▼▼▼

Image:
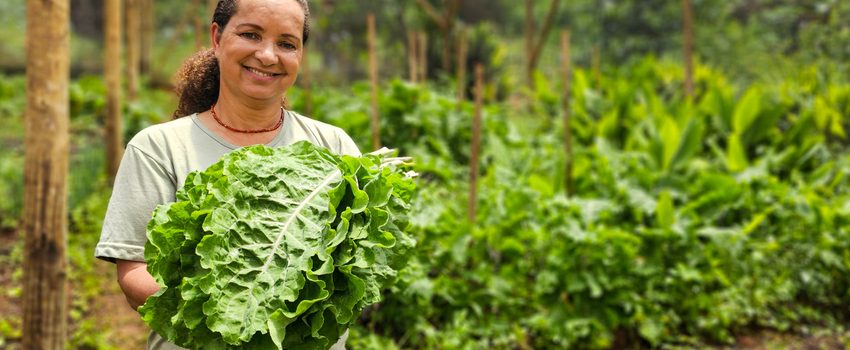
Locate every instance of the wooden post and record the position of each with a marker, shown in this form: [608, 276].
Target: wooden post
[133, 16]
[596, 62]
[476, 141]
[423, 57]
[373, 75]
[688, 24]
[461, 68]
[413, 55]
[112, 70]
[187, 20]
[445, 22]
[566, 65]
[45, 216]
[211, 5]
[529, 39]
[307, 83]
[146, 36]
[535, 47]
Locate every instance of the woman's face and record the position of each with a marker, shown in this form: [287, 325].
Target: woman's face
[260, 49]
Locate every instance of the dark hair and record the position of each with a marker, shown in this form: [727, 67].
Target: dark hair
[198, 78]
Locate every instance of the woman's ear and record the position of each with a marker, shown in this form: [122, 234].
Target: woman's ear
[215, 36]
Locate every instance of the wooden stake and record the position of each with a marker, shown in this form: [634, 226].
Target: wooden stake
[566, 65]
[423, 57]
[476, 141]
[211, 5]
[461, 67]
[596, 62]
[45, 214]
[412, 55]
[535, 48]
[198, 29]
[529, 39]
[146, 35]
[187, 20]
[307, 83]
[133, 16]
[373, 75]
[688, 24]
[112, 70]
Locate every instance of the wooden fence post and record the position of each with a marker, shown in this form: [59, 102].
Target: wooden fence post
[45, 216]
[146, 35]
[373, 75]
[112, 71]
[307, 83]
[423, 57]
[461, 67]
[133, 16]
[568, 131]
[476, 142]
[688, 31]
[413, 55]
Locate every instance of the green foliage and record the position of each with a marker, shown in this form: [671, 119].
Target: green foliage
[693, 220]
[276, 247]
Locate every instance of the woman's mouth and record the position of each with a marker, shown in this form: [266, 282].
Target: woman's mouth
[261, 73]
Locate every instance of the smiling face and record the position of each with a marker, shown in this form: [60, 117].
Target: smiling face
[260, 49]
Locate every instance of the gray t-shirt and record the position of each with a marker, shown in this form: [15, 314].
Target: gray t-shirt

▲▲▲

* [YOUR TASK] Please scale the listing between the line containing "Locate every instance of the woman's ear" and the end of the listing, inclusive: write out each of those lines again, requests included, with every answer coordinate multiplied by 0.7 and rounded to a whole number, halves up. Keep the numbers in the requests and their format samples as they are.

* [THE REPLY]
Locate every instance of the woman's ear and record the position of each with a marker, shown in this form: [122, 234].
Target: woman's ear
[151, 25]
Locate every instance of the wooden stake and record the position of each with a marker, shown in this form: [634, 226].
Target: wooden stake
[396, 46]
[296, 40]
[333, 99]
[148, 4]
[323, 47]
[417, 43]
[32, 150]
[288, 39]
[375, 34]
[139, 20]
[370, 27]
[102, 25]
[131, 14]
[215, 58]
[93, 11]
[261, 53]
[482, 17]
[78, 49]
Locate every instance of the wooden fence post and record the position of each with a marker, shown in this form: [59, 102].
Target: wooden fence post
[32, 151]
[102, 25]
[261, 53]
[78, 50]
[215, 58]
[296, 40]
[323, 47]
[93, 11]
[398, 92]
[333, 99]
[482, 22]
[289, 39]
Locate every instance of the green foliage and record the position of each with a marker, shown in this form: [671, 119].
Target: green foliage
[485, 154]
[193, 173]
Locate every instance of the woman's mouth and record the position of each with a marker, shown in this form: [266, 282].
Target: woman's mouth
[183, 51]
Locate every instance of the smiling face and record the position of each with a marker, shown in this form: [60, 117].
Target: smiling face
[182, 34]
Locate every instance of the gray t-shirt and record the position of each with a marker, shown in this form: [15, 314].
Target: gray t-shirt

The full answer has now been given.